• What needs to be done
Write out, word for word, the part of the listing below that opens with the line containing "target: **brick sidewalk**" and closes with the line containing "target: **sidewalk**", keeping both of those lines and adding no others.

===

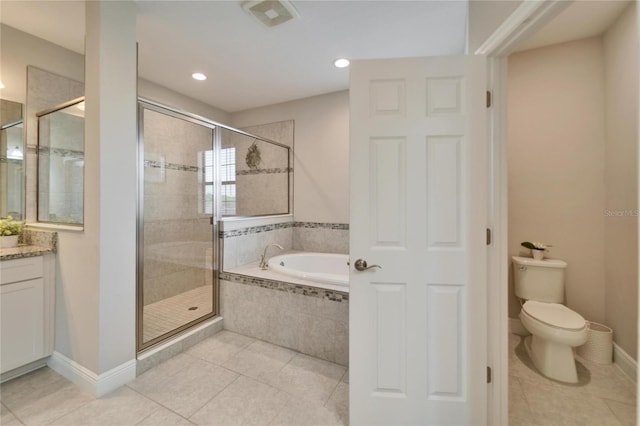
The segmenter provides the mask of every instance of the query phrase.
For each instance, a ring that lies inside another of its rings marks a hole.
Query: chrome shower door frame
[[[212,141],[211,147],[213,149],[213,168],[214,168],[214,188],[213,188],[213,212],[211,216],[212,225],[212,311],[202,317],[199,317],[193,321],[181,325],[167,333],[157,336],[148,342],[144,341],[144,324],[143,324],[143,312],[144,312],[144,111],[154,111],[160,114],[164,114],[173,118],[184,120],[193,124],[204,126],[211,129]],[[220,180],[217,173],[219,167],[219,155],[220,155],[220,132],[217,128],[220,125],[211,120],[197,116],[195,114],[188,113],[176,108],[172,108],[161,103],[138,97],[138,211],[137,211],[137,231],[136,231],[136,244],[137,244],[137,262],[136,262],[136,276],[137,276],[137,301],[136,301],[136,349],[140,353],[149,349],[150,347],[157,345],[165,341],[166,339],[182,333],[185,330],[193,327],[196,324],[202,323],[210,318],[219,315],[219,297],[218,297],[218,218],[220,211]]]

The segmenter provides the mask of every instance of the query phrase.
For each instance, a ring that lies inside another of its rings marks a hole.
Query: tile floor
[[[577,384],[547,379],[535,370],[522,338],[509,335],[509,424],[635,426],[635,384],[614,365],[577,360]]]
[[[580,381],[537,373],[509,338],[509,424],[635,425],[635,385],[578,358]],[[49,368],[0,386],[3,426],[346,425],[345,367],[222,331],[95,399]]]
[[[212,286],[196,287],[173,297],[145,305],[143,339],[148,342],[187,324],[213,309]],[[189,309],[197,307],[197,309]]]
[[[9,425],[345,425],[348,371],[222,331],[95,399],[48,367],[0,386]]]

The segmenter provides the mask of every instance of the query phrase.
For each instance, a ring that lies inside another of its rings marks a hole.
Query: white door
[[[350,422],[485,424],[485,59],[350,74]]]

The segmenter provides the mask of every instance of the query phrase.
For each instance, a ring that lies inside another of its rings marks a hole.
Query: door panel
[[[350,275],[353,425],[486,422],[484,84],[483,58],[352,64],[351,261],[382,266]]]

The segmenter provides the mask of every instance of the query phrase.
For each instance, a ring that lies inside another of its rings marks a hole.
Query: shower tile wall
[[[145,110],[144,304],[211,284],[203,153],[212,131]],[[180,143],[175,143],[180,141]]]
[[[47,114],[38,132],[39,219],[83,223],[84,117]]]
[[[36,113],[84,95],[84,83],[39,68],[27,67],[26,192],[27,222],[36,221],[38,118]]]
[[[260,259],[267,244],[280,244],[285,250],[293,249],[292,222],[254,226],[237,231],[220,233],[223,244],[223,270],[246,265]],[[268,257],[277,254],[277,248],[269,249]]]
[[[221,129],[221,135],[223,157],[225,150],[235,149],[235,215],[288,213],[287,150],[226,129]],[[260,153],[260,163],[255,169],[247,164],[248,151],[253,143]]]
[[[280,121],[276,123],[260,124],[257,126],[245,127],[243,130],[247,133],[251,133],[257,136],[262,136],[265,139],[279,142],[283,145],[290,147],[289,150],[289,213],[293,211],[293,148],[294,148],[294,122],[293,120]],[[261,154],[263,163],[261,169],[280,169],[278,171],[272,170],[272,173],[265,174],[249,174],[249,167],[245,162],[245,156],[247,149],[251,145],[251,139],[244,139],[244,145],[238,147],[237,150],[237,169],[236,169],[236,182],[238,185],[238,211],[241,211],[242,215],[253,214],[270,214],[270,212],[284,213],[287,210],[286,201],[280,197],[273,197],[273,191],[266,190],[267,182],[266,177],[269,176],[270,180],[276,180],[278,187],[286,190],[286,167],[287,164],[283,161],[275,161],[274,154],[281,151],[281,148],[276,146],[268,146],[268,144],[262,144]],[[284,202],[284,204],[283,204]],[[275,203],[275,204],[274,204]],[[244,212],[249,213],[244,213]]]
[[[349,224],[296,222],[293,249],[349,254]]]

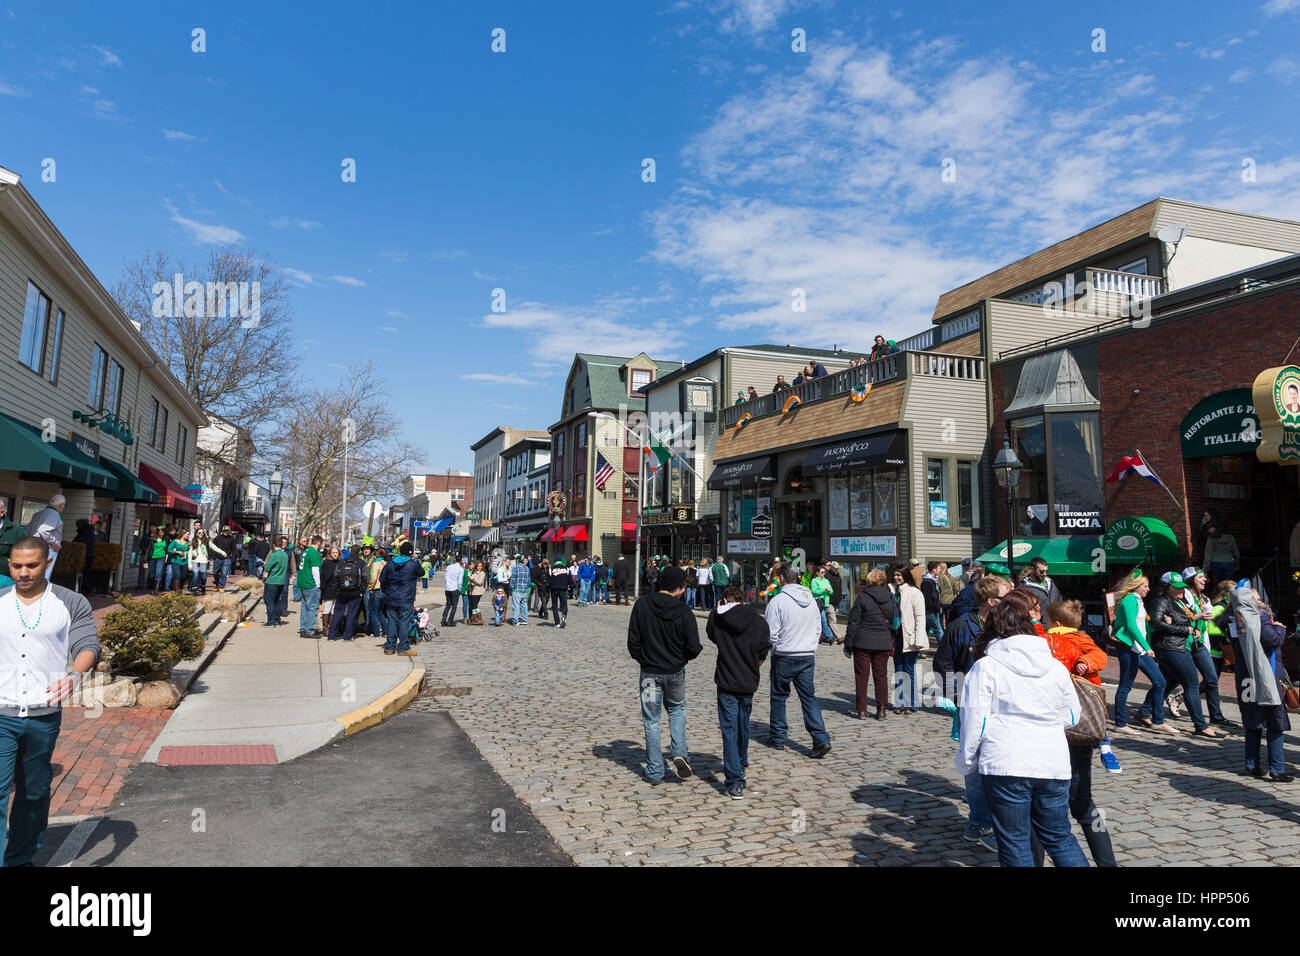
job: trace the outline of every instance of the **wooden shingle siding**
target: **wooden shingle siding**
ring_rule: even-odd
[[[979,331],[968,332],[961,338],[953,339],[951,342],[944,342],[940,347],[940,352],[946,352],[949,355],[979,355],[981,338]]]
[[[872,388],[863,402],[854,402],[845,395],[800,406],[788,415],[756,418],[739,432],[729,428],[718,437],[714,461],[892,425],[899,419],[905,386],[905,382],[890,382]]]
[[[853,356],[845,353],[843,359],[821,359],[821,363],[826,366],[826,371],[832,374],[849,367],[849,360]],[[727,389],[729,394],[724,395],[723,406],[730,405],[736,400],[736,392],[746,389],[753,385],[754,390],[760,395],[766,395],[772,391],[772,386],[776,384],[776,377],[784,375],[787,382],[794,381],[794,377],[799,374],[799,370],[808,362],[807,359],[800,360],[797,355],[737,355],[731,353],[728,356],[727,368]]]
[[[1041,342],[1067,332],[1089,329],[1115,321],[1114,315],[1086,310],[1045,309],[1027,302],[991,299],[988,303],[989,359],[1009,349]]]
[[[1160,199],[1157,203],[1152,232],[1172,223],[1185,222],[1188,225],[1187,234],[1198,239],[1216,239],[1243,246],[1300,252],[1300,223],[1250,216],[1177,199]]]

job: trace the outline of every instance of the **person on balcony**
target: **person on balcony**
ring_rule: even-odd
[[[886,355],[892,355],[898,351],[898,343],[893,339],[886,339],[883,335],[876,336],[876,344],[871,347],[871,361],[878,358],[884,358]]]
[[[750,401],[750,402],[758,401],[758,392],[757,390],[755,390],[753,385],[749,386],[746,395],[747,395],[746,401]]]
[[[779,391],[781,391],[782,389],[786,389],[786,388],[789,388],[789,387],[790,387],[790,383],[787,382],[787,381],[785,380],[785,376],[784,376],[784,375],[778,375],[778,376],[776,377],[776,384],[772,386],[772,391],[774,391],[774,392],[779,392]]]

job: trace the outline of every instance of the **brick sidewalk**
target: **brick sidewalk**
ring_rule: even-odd
[[[130,707],[86,714],[80,707],[63,711],[54,747],[51,817],[99,815],[111,807],[171,711]]]

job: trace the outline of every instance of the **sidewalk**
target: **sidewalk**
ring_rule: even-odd
[[[383,639],[306,640],[298,605],[265,627],[257,605],[203,671],[144,756],[146,763],[284,763],[378,723],[419,693],[419,658],[385,656]]]

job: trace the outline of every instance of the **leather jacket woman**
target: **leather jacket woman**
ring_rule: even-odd
[[[1181,602],[1162,593],[1151,603],[1151,621],[1147,625],[1151,647],[1157,651],[1186,651],[1192,634],[1192,619]]]

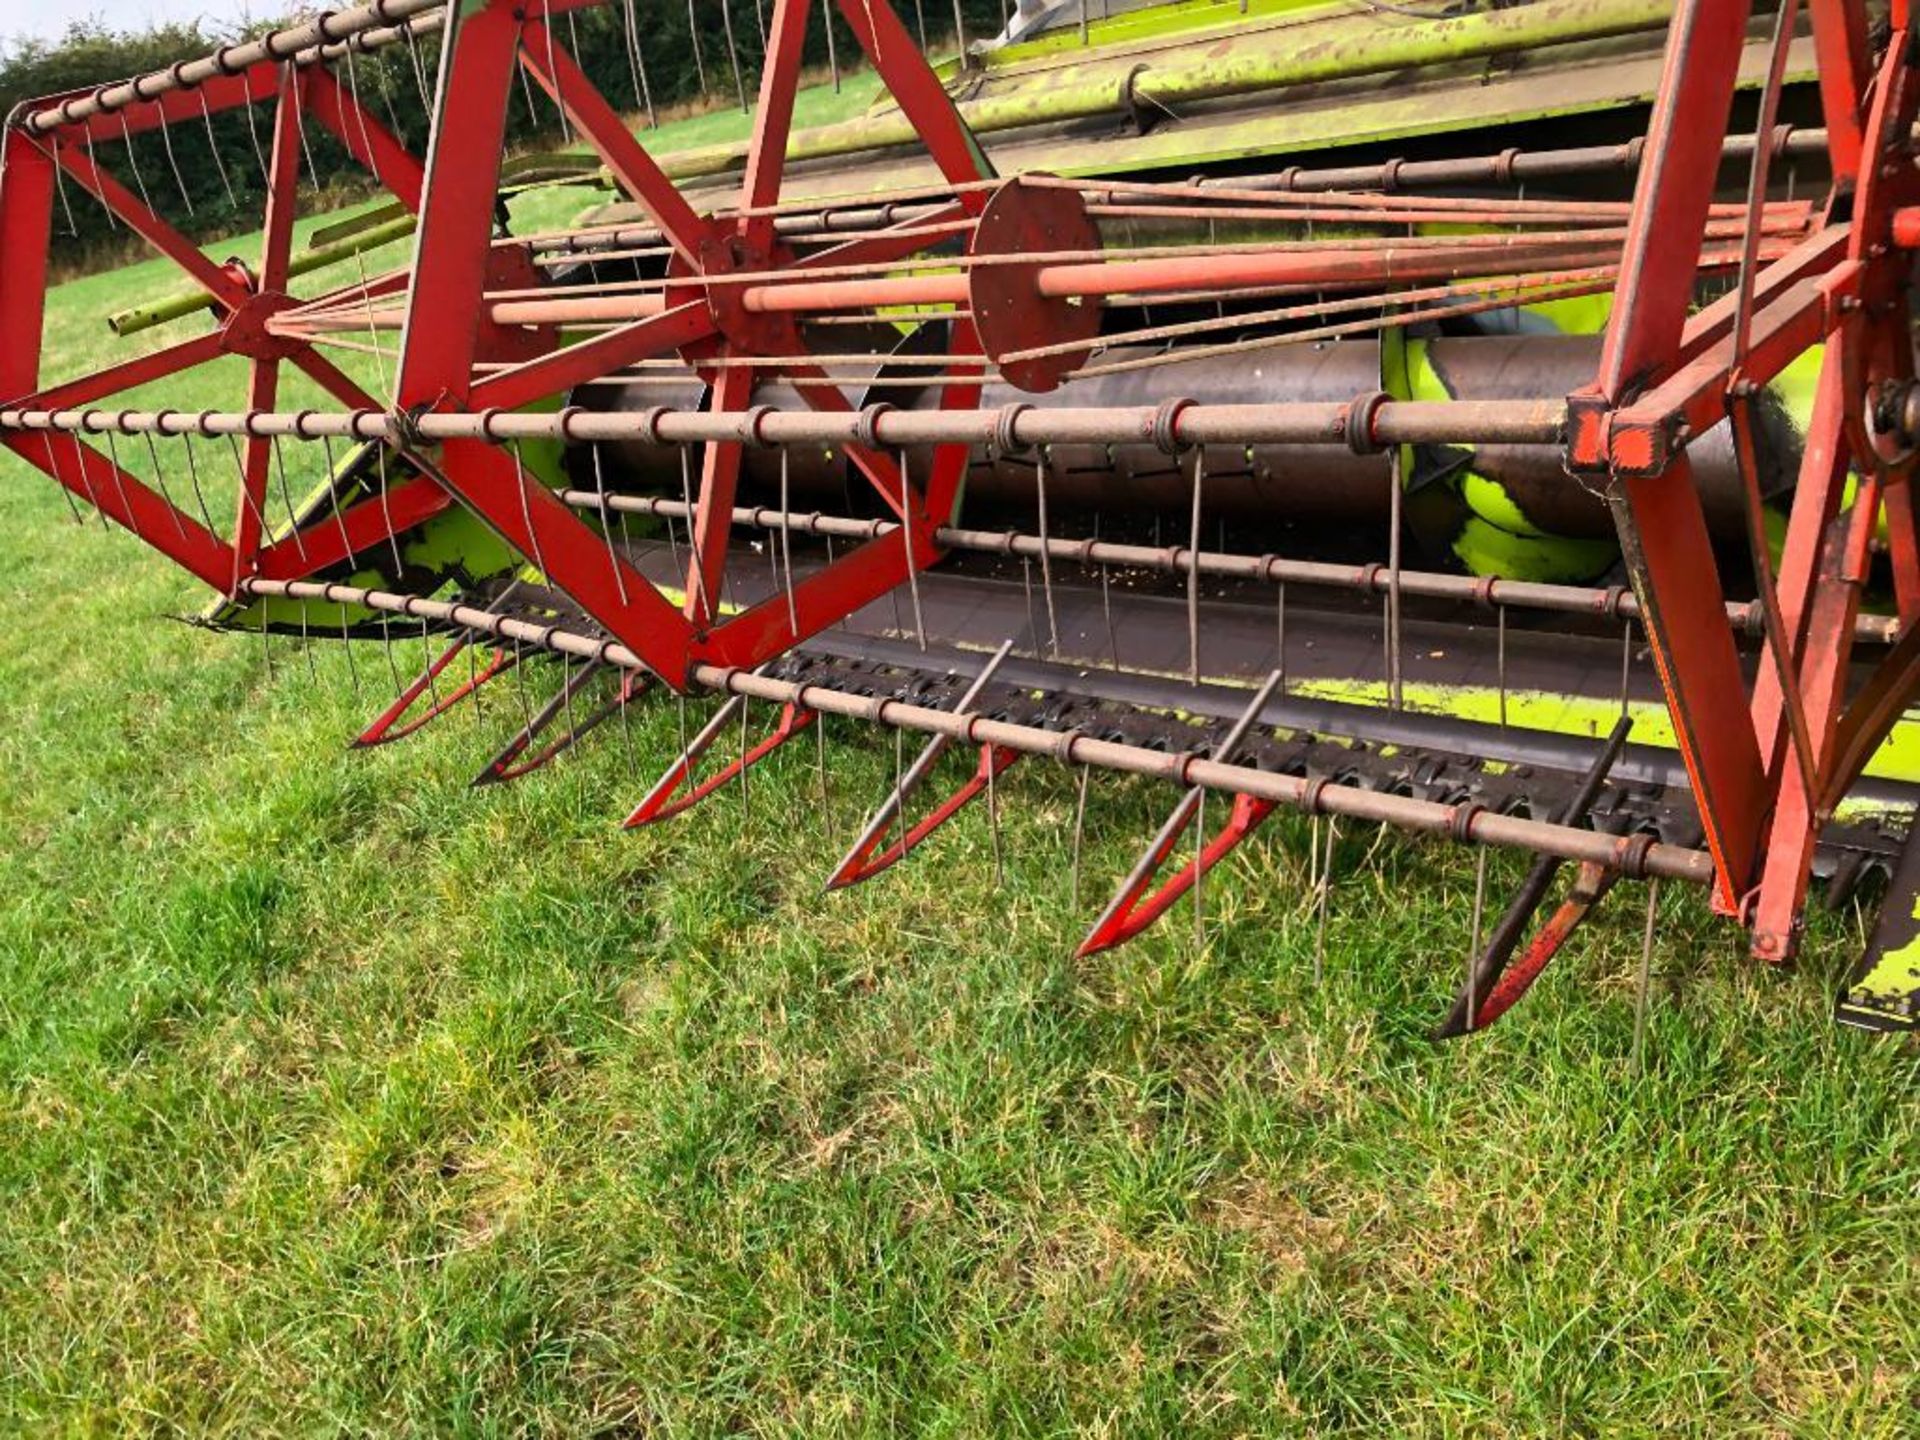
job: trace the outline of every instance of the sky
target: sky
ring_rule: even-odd
[[[137,30],[156,21],[204,18],[225,23],[295,8],[293,0],[0,0],[0,41],[57,39],[74,21],[89,18]],[[332,8],[345,6],[336,3]]]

===

• Exercise output
target: **brick sidewalk**
ring_rule: even-odd
[[[130,707],[86,714],[80,707],[63,711],[54,747],[51,817],[99,815],[111,807],[171,711]]]

job: trace the outline of every instance of the **sidewalk**
target: **sidewalk**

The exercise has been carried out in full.